The expected output is an exact restatement of all the records.

====================

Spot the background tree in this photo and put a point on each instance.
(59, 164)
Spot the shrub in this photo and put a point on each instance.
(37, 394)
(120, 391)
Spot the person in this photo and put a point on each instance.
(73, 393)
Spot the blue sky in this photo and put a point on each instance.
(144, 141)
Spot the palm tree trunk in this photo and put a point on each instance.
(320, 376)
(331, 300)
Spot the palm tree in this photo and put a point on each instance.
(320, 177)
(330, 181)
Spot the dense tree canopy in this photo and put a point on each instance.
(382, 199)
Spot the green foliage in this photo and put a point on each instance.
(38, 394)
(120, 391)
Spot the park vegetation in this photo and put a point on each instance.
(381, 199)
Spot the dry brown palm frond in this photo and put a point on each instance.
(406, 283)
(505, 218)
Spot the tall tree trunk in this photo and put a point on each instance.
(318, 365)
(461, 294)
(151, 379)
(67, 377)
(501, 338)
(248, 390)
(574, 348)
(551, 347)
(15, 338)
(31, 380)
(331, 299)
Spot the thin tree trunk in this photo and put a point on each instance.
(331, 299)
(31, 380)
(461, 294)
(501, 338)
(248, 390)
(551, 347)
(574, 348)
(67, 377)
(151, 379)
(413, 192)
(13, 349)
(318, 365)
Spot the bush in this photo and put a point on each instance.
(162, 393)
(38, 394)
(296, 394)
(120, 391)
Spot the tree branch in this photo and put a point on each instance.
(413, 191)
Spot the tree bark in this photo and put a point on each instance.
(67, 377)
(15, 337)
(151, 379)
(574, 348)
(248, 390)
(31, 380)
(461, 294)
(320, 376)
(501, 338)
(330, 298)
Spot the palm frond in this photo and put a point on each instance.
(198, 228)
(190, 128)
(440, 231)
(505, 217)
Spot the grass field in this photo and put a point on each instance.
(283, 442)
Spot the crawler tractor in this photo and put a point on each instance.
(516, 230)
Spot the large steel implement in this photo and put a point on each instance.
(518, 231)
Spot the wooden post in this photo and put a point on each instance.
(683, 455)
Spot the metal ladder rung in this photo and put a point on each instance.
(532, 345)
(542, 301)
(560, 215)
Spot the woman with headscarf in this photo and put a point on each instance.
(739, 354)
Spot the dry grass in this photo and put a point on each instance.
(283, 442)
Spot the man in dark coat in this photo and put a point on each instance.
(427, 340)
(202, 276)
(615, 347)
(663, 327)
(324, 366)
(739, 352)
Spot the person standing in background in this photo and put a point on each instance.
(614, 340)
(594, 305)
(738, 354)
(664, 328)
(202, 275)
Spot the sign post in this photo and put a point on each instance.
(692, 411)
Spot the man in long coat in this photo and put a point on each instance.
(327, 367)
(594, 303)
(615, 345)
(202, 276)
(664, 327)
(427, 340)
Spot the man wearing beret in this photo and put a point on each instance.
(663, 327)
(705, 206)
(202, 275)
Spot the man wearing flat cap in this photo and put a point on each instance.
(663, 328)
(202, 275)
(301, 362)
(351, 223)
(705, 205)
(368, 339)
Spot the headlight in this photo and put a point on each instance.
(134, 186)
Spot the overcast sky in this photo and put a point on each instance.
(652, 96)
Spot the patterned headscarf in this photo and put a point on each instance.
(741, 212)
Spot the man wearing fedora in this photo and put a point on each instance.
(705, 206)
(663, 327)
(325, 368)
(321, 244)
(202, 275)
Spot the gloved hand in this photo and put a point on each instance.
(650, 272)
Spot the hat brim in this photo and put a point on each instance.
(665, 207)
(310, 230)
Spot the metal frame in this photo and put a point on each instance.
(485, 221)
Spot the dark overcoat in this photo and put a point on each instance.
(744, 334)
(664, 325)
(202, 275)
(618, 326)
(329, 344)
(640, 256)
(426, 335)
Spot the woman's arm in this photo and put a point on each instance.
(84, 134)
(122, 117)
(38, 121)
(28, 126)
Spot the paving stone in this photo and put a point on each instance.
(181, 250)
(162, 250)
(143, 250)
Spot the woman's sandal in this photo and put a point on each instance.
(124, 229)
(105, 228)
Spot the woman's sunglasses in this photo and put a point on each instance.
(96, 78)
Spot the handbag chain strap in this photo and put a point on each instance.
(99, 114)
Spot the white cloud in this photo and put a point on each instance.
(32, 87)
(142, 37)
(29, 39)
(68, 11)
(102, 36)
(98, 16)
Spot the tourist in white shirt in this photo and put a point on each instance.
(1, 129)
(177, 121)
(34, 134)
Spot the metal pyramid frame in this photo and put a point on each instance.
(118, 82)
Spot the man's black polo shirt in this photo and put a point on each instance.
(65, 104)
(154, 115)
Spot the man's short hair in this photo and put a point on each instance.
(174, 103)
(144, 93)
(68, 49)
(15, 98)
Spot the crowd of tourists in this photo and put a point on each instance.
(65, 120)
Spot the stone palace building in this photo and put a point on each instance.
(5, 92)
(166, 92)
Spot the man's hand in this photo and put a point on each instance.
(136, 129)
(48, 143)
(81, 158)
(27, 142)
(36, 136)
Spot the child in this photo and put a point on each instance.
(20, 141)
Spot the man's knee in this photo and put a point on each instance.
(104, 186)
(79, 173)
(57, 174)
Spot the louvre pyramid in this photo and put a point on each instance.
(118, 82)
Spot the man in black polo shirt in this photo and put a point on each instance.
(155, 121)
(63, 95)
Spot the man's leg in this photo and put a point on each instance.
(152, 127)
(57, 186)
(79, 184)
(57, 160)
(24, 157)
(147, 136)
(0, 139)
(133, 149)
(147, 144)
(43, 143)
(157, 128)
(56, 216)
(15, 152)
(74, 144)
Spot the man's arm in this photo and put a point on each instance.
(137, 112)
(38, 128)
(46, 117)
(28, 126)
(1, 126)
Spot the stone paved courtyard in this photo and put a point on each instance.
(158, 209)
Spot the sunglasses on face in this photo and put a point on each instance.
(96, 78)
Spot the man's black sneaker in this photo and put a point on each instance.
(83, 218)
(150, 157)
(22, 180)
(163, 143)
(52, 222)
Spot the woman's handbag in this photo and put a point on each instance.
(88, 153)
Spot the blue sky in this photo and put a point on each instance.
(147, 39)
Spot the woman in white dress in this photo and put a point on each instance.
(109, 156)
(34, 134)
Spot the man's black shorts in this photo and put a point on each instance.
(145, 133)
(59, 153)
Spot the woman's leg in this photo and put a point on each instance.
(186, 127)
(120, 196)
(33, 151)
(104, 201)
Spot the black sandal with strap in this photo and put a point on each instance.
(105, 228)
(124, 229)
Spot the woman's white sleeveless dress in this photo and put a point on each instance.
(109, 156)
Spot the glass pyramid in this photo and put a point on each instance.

====================

> Written response
Spot the background tree in this photo and put a point on each instance.
(59, 164)
Spot the shrub in this photo and put a point on each instance.
(37, 394)
(120, 391)
Spot the person in this photo and put a point on each instance.
(73, 393)
Spot the blue sky in this photo and put a point on each instance.
(144, 141)
Spot the palm tree trunk in this photo and put a point on each instance.
(320, 376)
(331, 300)
Spot the palm tree in this photo and put a point on each instance.
(320, 177)
(330, 181)
Spot the dense tree canopy in this photo and put a point on each instance.
(382, 199)
Spot the green foliage in this photo and put a point on each instance.
(38, 394)
(120, 391)
Spot the park vegetation in this photo and put a point on each instance.
(381, 199)
Spot the dry brown palm frond in this photo and put a point on each instance.
(406, 283)
(505, 218)
Spot the tall tree trunk in this photo and put a point on each instance.
(318, 365)
(461, 294)
(151, 379)
(67, 377)
(501, 338)
(248, 390)
(574, 348)
(551, 347)
(15, 338)
(31, 380)
(331, 299)
Spot the thin tree trunk in this photo and put a point on each instance.
(331, 299)
(31, 380)
(461, 294)
(501, 338)
(248, 390)
(551, 347)
(574, 348)
(67, 377)
(151, 379)
(413, 192)
(13, 349)
(318, 365)
Spot the bush in this photo and put a point on each instance.
(162, 393)
(38, 394)
(296, 394)
(120, 391)
Spot the tree branch in this photo and put a point on each instance.
(413, 191)
Spot the tree bark in this photo and put a point on each instance.
(67, 377)
(15, 337)
(151, 379)
(574, 348)
(248, 390)
(31, 380)
(461, 294)
(320, 376)
(501, 338)
(330, 298)
Spot the palm frond in this photo and put a point on each instance.
(198, 228)
(190, 128)
(440, 231)
(505, 217)
Spot the grass field in this photo and put a point on each instance.
(283, 442)
Spot the crawler tractor in this photo and put a point on each instance.
(516, 230)
Spot the large steel implement in this photo and put a point on each instance.
(518, 231)
Spot the wooden post in this photo and put a point on each instance.
(683, 455)
Spot the metal ladder rung in this photo and put a point on each instance.
(532, 345)
(542, 301)
(560, 215)
Spot the woman with headscarf in this photo and put a point on each instance.
(739, 354)
Spot the dry grass in this photo and put a point on each instance.
(283, 442)
Spot the man in dark coat in this photo and put a point on each instance.
(427, 340)
(202, 276)
(615, 347)
(663, 327)
(324, 366)
(739, 352)
Spot the person standing in background in this photo and put a point on each instance.
(614, 340)
(594, 305)
(738, 354)
(664, 328)
(202, 275)
Spot the sign post in this photo and put a point on each instance.
(692, 411)
Spot the man in long coat in this photo and put a point on each instance.
(327, 367)
(594, 303)
(615, 345)
(202, 276)
(664, 327)
(427, 340)
Spot the man wearing beret in this photo and put a point on each instance.
(663, 327)
(705, 206)
(202, 275)
Spot the man wearing flat cap in this photo and put a point on each instance.
(663, 328)
(202, 275)
(301, 362)
(351, 223)
(705, 205)
(368, 339)
Spot the headlight in this photo and put a point on each instance.
(134, 186)
Spot the overcast sky in this photo and put a point on each instance.
(652, 96)
Spot the patterned headscarf in this photo and put a point on each instance.
(741, 212)
Spot the man wearing fedora in this photo and put a point on each instance.
(705, 206)
(663, 327)
(325, 368)
(321, 244)
(202, 275)
Spot the gloved hand in this photo and put a point on each instance.
(650, 272)
Spot the hat brim in this photo and put a point on each instance.
(665, 207)
(310, 230)
Spot the metal frame in this photo and put a point on each instance.
(485, 221)
Spot the dark overcoat in this photo and put a point on each instance.
(744, 334)
(664, 325)
(202, 275)
(618, 326)
(329, 344)
(640, 256)
(426, 335)
Spot the woman's arm in this photo and put a point on each instance.
(84, 134)
(122, 117)
(38, 121)
(28, 126)
Spot the paving stone in this photo and put a point on each instance.
(181, 250)
(162, 250)
(143, 250)
Spot the woman's sandal in this photo and put a point on each instance.
(124, 229)
(105, 228)
Spot the woman's sunglasses in this photo and put a point on each instance.
(96, 78)
Spot the handbag chain strap in this photo and put a point on each instance.
(99, 114)
Spot the white cloud in this photo and put a point on each instance.
(32, 87)
(142, 37)
(29, 39)
(68, 11)
(102, 36)
(98, 16)
Spot the tourist in white shirt in this photo and put a point on each instance.
(1, 129)
(177, 121)
(34, 134)
Spot the metal pyramid frame in this photo and put a point on each instance.
(118, 82)
Spot the man's black polo shirt in this photo and put a point on each instance.
(65, 104)
(154, 115)
Spot the man's short hair in this photo and put a point on each instance.
(174, 103)
(144, 93)
(68, 49)
(15, 98)
Spot the crowd of tourists in this photo and put a point on each instance.
(65, 120)
Spot the stone palace building in this photo and put a point on each instance.
(5, 92)
(166, 92)
Spot the man's hand in this photo and put a point on each instance.
(136, 129)
(48, 143)
(81, 158)
(27, 142)
(36, 136)
Spot the child in this photo and put a point on each instance.
(20, 141)
Spot the man's knee in this photo and put a point on each instance.
(104, 186)
(79, 173)
(57, 174)
Spot the louvre pyramid in this photo and put a point on each instance.
(118, 82)
Spot the man in black polo shirt in this photo and put a point on each instance.
(155, 121)
(63, 95)
Spot the man's leg in this photo and put a point on each instance.
(152, 127)
(57, 186)
(79, 184)
(57, 160)
(24, 157)
(147, 136)
(0, 139)
(133, 149)
(147, 144)
(43, 143)
(157, 128)
(56, 216)
(15, 152)
(74, 144)
Spot the man's arm in this photo and put a point on each instance.
(137, 112)
(38, 128)
(46, 117)
(28, 126)
(1, 126)
Spot the stone paved courtyard in this photo and put a point on each instance.
(158, 209)
Spot the sunglasses on face in this photo and put a point on each instance.
(96, 78)
Spot the man's black sneaker in this photo and put a point on each instance.
(83, 218)
(150, 157)
(22, 180)
(163, 143)
(52, 222)
Spot the woman's handbag in this photo and put a point on each instance.
(88, 153)
Spot the blue sky in this photo and put a point on each instance.
(147, 39)
Spot the woman in white dress in this photo and put a point on each instance.
(109, 156)
(34, 134)
Spot the man's black shorts in this photo and put a point on each instance.
(145, 133)
(59, 153)
Spot the woman's leg in this photo and put a point on each instance.
(186, 127)
(120, 196)
(33, 151)
(104, 201)
Spot the black sandal with strap in this photo and put a point on each instance.
(105, 228)
(124, 229)
Spot the woman's white sleeveless dress in this photo and put a point on each instance.
(109, 156)
Spot the glass pyramid in this photo and put a point on each instance.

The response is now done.